Minimum Latency of Data Cache/Memory
The most interesting discoveries in Presler core await us in this very section. What concerns the minimum L1 Cache latency, we can see no differences from the average latency of this cache as well as from the other processor cores (so we don't publish these graphs) — it stays on the level of 4 cycles in all cases. It's much more interesting to see how Minimum L2 Cache latencies are reached by unloading the L1-L2 bus of the processor.
Picture 4. Minimum L2 Cache Latency, Method 1
We get an excellent result already in the first case (Picture 4) using the standard procedure to unload the bus, which is not very good for testing processors with pronounced speculative data loading.

→ DATA RECORDS
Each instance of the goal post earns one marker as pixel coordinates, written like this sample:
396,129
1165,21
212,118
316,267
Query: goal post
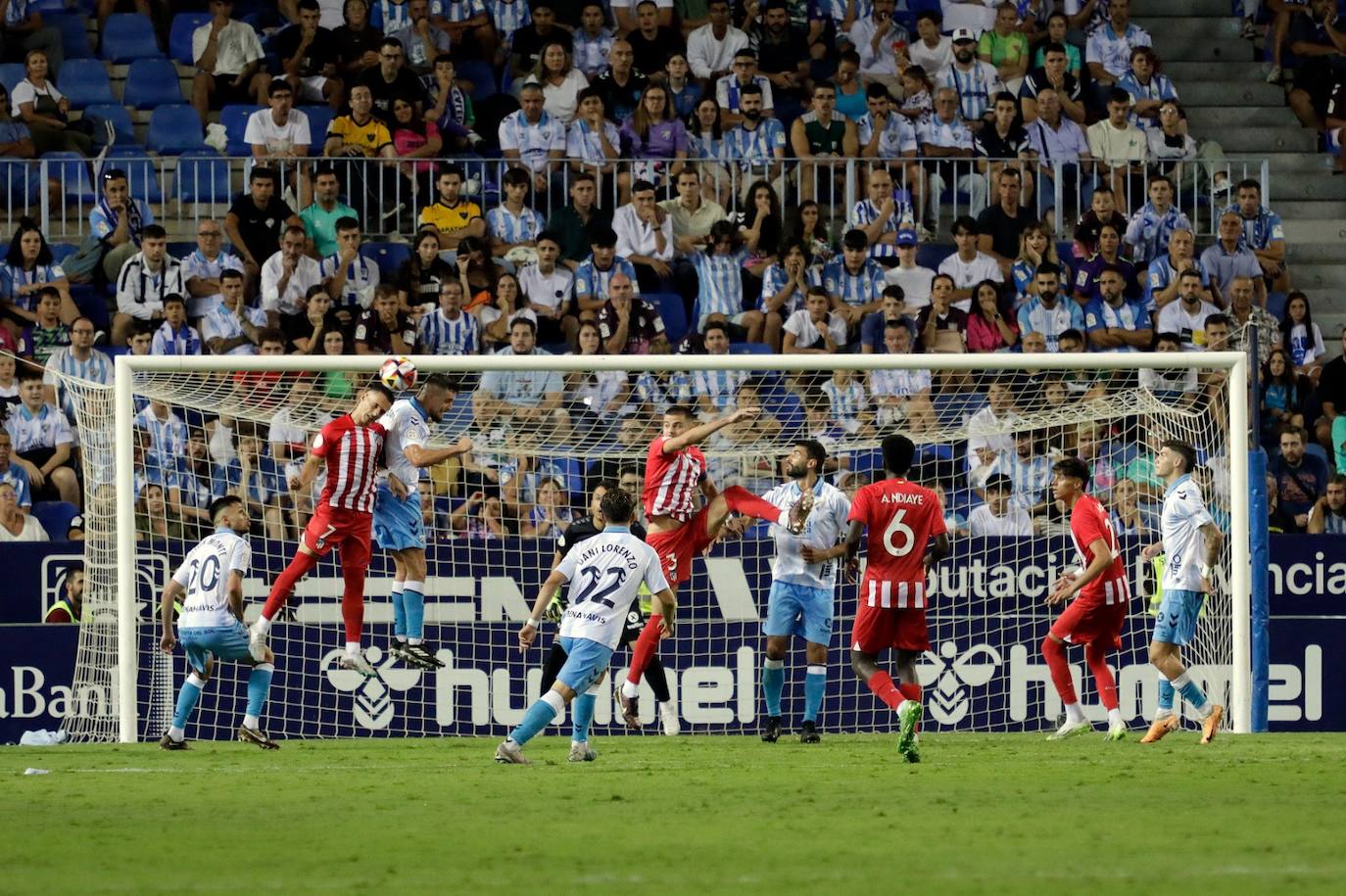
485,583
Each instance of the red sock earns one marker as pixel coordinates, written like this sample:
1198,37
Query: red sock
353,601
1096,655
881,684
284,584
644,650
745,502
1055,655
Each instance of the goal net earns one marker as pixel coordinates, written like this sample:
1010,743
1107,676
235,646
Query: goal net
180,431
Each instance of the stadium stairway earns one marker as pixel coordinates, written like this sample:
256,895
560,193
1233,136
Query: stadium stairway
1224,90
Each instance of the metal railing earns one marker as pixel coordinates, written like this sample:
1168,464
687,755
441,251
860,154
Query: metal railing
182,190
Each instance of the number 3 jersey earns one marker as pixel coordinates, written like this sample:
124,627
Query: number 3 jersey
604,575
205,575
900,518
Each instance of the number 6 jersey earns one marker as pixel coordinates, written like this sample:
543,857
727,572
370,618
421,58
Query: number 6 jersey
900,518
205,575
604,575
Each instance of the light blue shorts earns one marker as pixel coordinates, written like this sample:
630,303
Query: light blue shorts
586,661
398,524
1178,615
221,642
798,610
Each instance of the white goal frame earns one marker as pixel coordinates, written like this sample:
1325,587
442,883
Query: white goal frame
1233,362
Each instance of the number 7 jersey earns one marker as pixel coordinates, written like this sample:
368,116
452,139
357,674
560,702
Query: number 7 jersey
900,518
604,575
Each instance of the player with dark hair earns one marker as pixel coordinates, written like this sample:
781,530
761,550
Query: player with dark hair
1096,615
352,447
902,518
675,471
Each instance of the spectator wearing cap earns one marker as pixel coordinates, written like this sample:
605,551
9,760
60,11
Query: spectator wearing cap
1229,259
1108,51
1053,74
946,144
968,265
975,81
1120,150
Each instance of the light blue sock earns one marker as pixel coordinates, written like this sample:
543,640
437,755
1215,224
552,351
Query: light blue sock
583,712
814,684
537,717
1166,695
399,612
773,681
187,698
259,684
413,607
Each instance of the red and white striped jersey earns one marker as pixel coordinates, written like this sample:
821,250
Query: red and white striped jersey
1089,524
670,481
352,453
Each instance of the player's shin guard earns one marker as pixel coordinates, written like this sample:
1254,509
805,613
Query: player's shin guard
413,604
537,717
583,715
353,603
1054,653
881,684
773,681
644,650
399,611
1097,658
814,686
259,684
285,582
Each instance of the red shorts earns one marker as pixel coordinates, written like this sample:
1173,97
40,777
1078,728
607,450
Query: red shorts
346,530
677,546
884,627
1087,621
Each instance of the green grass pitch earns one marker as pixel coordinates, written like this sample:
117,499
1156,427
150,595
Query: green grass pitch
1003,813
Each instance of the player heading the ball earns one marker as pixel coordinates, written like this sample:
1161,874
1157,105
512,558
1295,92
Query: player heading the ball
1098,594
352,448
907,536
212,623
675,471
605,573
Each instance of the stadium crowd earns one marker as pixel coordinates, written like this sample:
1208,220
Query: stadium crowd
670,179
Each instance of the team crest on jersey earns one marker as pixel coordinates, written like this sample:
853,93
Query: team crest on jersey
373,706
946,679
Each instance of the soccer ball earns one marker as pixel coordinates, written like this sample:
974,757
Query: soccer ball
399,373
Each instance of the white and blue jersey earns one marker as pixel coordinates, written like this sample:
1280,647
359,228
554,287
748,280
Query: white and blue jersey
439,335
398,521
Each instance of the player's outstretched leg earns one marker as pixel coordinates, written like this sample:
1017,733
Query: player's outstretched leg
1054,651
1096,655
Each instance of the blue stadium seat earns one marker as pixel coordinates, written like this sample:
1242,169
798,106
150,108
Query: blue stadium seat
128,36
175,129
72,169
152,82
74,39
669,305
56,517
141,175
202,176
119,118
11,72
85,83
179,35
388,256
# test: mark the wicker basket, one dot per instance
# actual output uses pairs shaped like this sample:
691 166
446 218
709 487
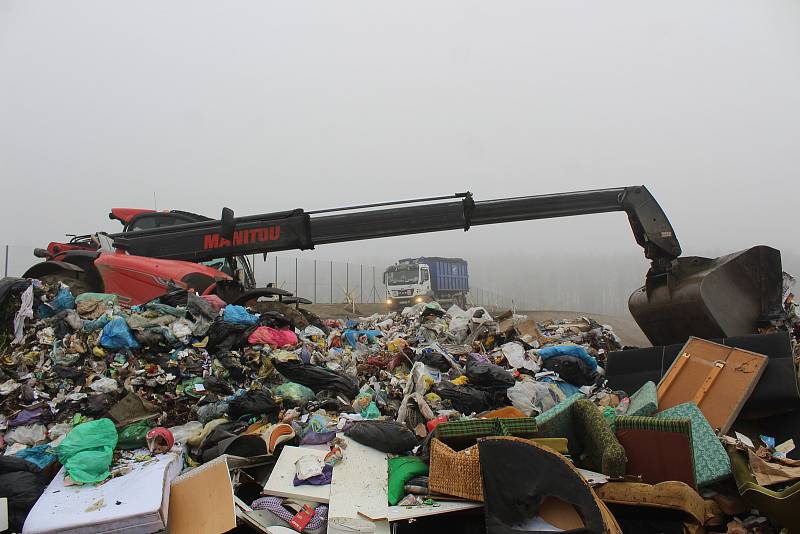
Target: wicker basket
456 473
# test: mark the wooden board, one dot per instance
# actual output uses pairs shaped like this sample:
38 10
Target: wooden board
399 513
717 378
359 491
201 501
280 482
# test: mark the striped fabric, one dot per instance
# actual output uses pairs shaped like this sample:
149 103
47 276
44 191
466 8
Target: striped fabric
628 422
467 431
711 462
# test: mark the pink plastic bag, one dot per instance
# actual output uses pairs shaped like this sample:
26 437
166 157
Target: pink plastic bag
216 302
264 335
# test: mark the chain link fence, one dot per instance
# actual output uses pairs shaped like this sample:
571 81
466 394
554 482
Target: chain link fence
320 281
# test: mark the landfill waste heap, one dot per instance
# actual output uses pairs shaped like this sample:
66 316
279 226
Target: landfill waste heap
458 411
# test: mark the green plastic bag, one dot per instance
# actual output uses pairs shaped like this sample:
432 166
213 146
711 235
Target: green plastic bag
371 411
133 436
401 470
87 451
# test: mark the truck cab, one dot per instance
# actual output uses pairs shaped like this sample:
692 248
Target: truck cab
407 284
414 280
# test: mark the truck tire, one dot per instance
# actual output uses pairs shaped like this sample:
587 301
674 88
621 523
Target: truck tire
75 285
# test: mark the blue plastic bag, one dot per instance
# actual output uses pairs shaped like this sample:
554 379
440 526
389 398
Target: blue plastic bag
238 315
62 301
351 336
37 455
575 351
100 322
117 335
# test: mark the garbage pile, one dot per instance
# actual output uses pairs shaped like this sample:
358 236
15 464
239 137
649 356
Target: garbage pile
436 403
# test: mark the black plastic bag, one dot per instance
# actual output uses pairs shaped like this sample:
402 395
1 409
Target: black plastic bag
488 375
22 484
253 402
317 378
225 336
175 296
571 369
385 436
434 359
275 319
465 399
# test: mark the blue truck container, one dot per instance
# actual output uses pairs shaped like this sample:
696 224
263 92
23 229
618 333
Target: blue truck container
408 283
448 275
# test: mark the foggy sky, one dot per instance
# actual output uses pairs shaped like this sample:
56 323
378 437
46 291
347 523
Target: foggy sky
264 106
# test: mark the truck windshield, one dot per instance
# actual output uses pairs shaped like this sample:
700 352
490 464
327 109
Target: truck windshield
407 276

→ TASK LIST
(1) Reproduce the passage on data cache latency from "Minimum Latency of" up to and including "speculative data loading.".
(2) Write the next part of the piece on Presler cache latency, continuing from its last sentence.

→ PER-TASK ANSWERS
(1)
Minimum Latency of Data Cache/Memory
The most interesting discoveries in Presler core await us in this very section. What concerns the minimum L1 Cache latency, we can see no differences from the average latency of this cache as well as from the other processor cores (so we don't publish these graphs) — it stays on the level of 4 cycles in all cases. It's much more interesting to see how Minimum L2 Cache latencies are reached by unloading the L1-L2 bus of the processor.
Picture 4. Minimum L2 Cache Latency, Method 1
We get an excellent result already in the first case (Picture 4) using the standard procedure to unload the bus, which is not very good for testing processors with pronounced speculative data loading.

(2)
Let's analyze L2 Cache walk modes in reverse order. So, a usual (for Prescott cores and their successors) look of the curves is preserved only in case of random walk of a 96 KB data block in L2 Cache — minimum latency is 24 cycles, the bus is not unloaded even with lots of NOPs. A pseudo-random walk gives a similar curve. But it's shifted 2 cycles down relative to the main curve. Thus, minimum latency in this case is 22 cycles. We don't know the reasons for the reduction of latency during a pseudo-random walk. But hardware prefetch has nothing to do with it, as we don't see that the bus is unloaded here. It happens only in case of forward and backward walks in L2 Cache — we can see a typical picture of unloaded bus with 5(!)-cycle L2 Cache latency for more than 21 NOPs (in a first approximation, each next NOP in the area from 0 to 21 decrements L2 Cache latency by one cycle).
What does it mean? Of course, it would have been absurd to speak of the true 5-cycle L2 Cache latency (for 4-cycle L1 Cache) — we'd rather speak of hardware prefetch on the level of L2 Cache! Unload curves for linear walks speak in favor of hardware prefetch, which is easily implemented for linear data access. In other cases we can see L2 Cache latency "practically in pure form", as in all other Prescott cores.
Well, hardware prefetch from L2 Cache is a good solution. It allows to cover up large latencies for accessing this cache at least partially.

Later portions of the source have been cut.